▶ Set of tasks
[a] In the passage on daily account reconciliation, copy word for word the part from "2.     In all" to "the transaction receipt.".
[b] Carry the advice on daily account reconciliation forward from its last line.

Daily account reconciliation is very critical to the sustainability of your business. Many agents do not engage in daily account reconciliation practice.

Reconciliation is the effort put in place by the business owner to verify, certify and authenticate the sum total of your business value on a daily basis. This can be achieved by

  • Ensuring that you maintain proper record of all transactions done in a log book; 
  • Verifying the details of the logbook as presented by your teller or employee, with your account records/bank statements

Many agents have issues with their cash flow because they fail to scrutinize and reconcile their daily sales activities. Sometimes there could be issues of double debit or credit, or over paying a customer i.e sending more than the value intended. A teller could make the mistake of inputting 50,000 instead of 5,000 making you short of 45,000. If this isn’t tracked on time, there’s a high possibility of losing the funds.

  1. Keep a register and record all transactions.
  2.     In all cash out/POS transactions ensure your wallet has received the credit before paying out.
  3.     Double check any number provided before consummating any transaction, reversal is almost impossible if the wrong recipient cash out the funds.
  4.     Save all transaction receipts whether they are successful or failed, they might become handy in resolving dispense error claims.
  5.     When you payout a successful withdrawal transaction but your wallet did not receive the credit, you will be in shortage position at the close of business. Simply send an email to your service provider with the transaction receipt.

▶ Raw records
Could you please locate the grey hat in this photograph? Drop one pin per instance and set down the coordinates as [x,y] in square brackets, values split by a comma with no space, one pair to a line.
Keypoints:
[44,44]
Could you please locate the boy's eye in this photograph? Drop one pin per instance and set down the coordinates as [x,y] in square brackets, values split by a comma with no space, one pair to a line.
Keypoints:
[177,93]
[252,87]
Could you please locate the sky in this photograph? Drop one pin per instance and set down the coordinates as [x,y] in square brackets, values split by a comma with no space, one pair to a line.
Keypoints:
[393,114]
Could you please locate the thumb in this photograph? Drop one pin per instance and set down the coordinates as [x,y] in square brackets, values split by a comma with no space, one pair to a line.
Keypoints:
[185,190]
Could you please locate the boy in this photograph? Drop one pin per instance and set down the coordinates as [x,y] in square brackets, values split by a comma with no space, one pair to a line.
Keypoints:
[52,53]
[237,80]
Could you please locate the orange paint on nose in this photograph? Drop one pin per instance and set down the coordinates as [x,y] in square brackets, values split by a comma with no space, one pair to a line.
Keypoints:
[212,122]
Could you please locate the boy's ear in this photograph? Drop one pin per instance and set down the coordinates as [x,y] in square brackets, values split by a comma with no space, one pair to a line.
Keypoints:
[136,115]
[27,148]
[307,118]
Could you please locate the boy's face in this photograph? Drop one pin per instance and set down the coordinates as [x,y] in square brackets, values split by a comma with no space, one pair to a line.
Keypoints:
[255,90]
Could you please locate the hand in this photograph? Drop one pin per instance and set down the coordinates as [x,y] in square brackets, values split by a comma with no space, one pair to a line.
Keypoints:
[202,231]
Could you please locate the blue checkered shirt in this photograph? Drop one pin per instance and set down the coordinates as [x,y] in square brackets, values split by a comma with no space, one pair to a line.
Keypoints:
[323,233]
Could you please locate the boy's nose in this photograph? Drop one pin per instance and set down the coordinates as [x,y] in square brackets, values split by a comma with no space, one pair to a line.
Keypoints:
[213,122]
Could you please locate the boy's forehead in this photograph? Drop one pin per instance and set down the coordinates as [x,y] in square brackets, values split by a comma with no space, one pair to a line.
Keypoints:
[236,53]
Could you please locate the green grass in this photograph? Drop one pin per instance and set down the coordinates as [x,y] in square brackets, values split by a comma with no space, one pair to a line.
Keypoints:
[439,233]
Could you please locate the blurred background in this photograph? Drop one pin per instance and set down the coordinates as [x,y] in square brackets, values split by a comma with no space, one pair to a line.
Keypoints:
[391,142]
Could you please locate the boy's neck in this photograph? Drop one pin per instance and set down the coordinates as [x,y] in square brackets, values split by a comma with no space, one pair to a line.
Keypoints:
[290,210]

▶ Responses by task
[a]
2.     In all cash out/POS transactions ensure your wallet has received the credit before paying out.
  3.     Double check any number provided before consummating any transaction, reversal is almost impossible if the wrong recipient cash out the funds.
  4.     Save all transaction receipts whether they are successful or failed, they might become handy in resolving dispense error claims.
  5.     When you payout a successful withdrawal transaction but your wallet did not receive the credit, you will be in shortage position at the close of business. Simply send an email to your service provider with the transaction receipt.

[b]
  1. Establish your total working fund position at least twice daily - at the start of business and at the close of business to have a clear picture of your financial position . Your Total working fund = cash at hand + cash in wallet/account + commission + overage (if any). After making transactions, your total working fund at the end of the day should tally with the reconciliation done on your log book.
  2. Set aside any overage: Overage is any extra cash that you have as a result of a failed (or unconsummated) transaction. Note that when there is a failed withdrawal transaction but your wallet is still credited, you will be in an overage position by the close of business. Set the overage amount apart because there will be a charge-back claim for the same value.
  3. At the close of business each day, when your employee submits the daily report, ensure you properly scrutinize the report by logging into your accounts/wallets, cross checking every transaction and reconfirming your cash at hand. The closing balance at the end of each working day should increase by the income for that day.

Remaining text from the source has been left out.